***** PETIKAN YANG DIBERIKAN

Tiga Penyebab Batal Puasa karena Menelan Ludah

Menelan ludah di mulut adalah perkara ijma’, bahkan para ulama juga membahas hukum menghisap ludah ‘orang lain’

Ibnu Hazm menjelaskan bahwa tidak batalnya menelan ludah bagi orang yang berpuasa, ketika ludah masih di dalam mulut merupakan perkara ijma (kesepakatan para ulama). (Maratib Al Ijma`, 1/40).

Imam An-Nawawi menyatakan bahwa menelan ludah tidak membatalkan, dengan beberapa syarat:

Pertama: Ludah tidak berubah karena tercampur dengan benda lainnya, baik benda itu suci atau najis. Benda suci semisal zat pewarna yang ada pada benang yang bercampur dengan ludah.

Sedangkan yang najis adalah darah karena luka di gusi. Dengan demikian ketika ludah bercampur dengar unsur lainnya dan ludah itu ditelan, maka hal itu menyebabkan batalnya puasa.

Kedua: Ludah yang ditelan tidak keluar dari mulut. Kalau sekiranya ludah sudah dikeluarkan dari mulut kemudian dimasukkan lagi dengan lidah atau dengan yang lainnya maka puasa batal.

**********
***** BAHAN YANG DISEDIAKAN

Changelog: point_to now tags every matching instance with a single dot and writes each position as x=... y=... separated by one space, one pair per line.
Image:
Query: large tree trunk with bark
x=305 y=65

**********

* KETENTUAN TUGAS
1. Kutiplah bagian petikan tentang menelan ludah saat berpuasa, dimulai pada kata-kata yang memuat "Tiga Penyebab Batal" dan berhenti sesudah "menyebabkan batalnya puasa.".
2. Menurut petikan tentang menelan ludah saat berpuasa, apa yang disebut sebagai contoh benda najis yang dapat bercampur dengan ludah?

* KUMPULAN JAWABAN
1.
Tiga Penyebab Batal Puasa karena Menelan Ludah

Menelan ludah di mulut adalah perkara ijma’, bahkan para ulama juga membahas hukum menghisap ludah ‘orang lain’

Ibnu Hazm menjelaskan bahwa tidak batalnya menelan ludah bagi orang yang berpuasa, ketika ludah masih di dalam mulut merupakan perkara ijma (kesepakatan para ulama). (Maratib Al Ijma`, 1/40).

Imam An-Nawawi menyatakan bahwa menelan ludah tidak membatalkan, dengan beberapa syarat:

Pertama: Ludah tidak berubah karena tercampur dengan benda lainnya, baik benda itu suci atau najis. Benda suci semisal zat pewarna yang ada pada benang yang bercampur dengan ludah.

Sedangkan yang najis adalah darah karena luka di gusi. Dengan demikian ketika ludah bercampur dengar unsur lainnya dan ludah itu ditelan, maka hal itu menyebabkan batalnya puasa.

2. Darah karena luka di gusi.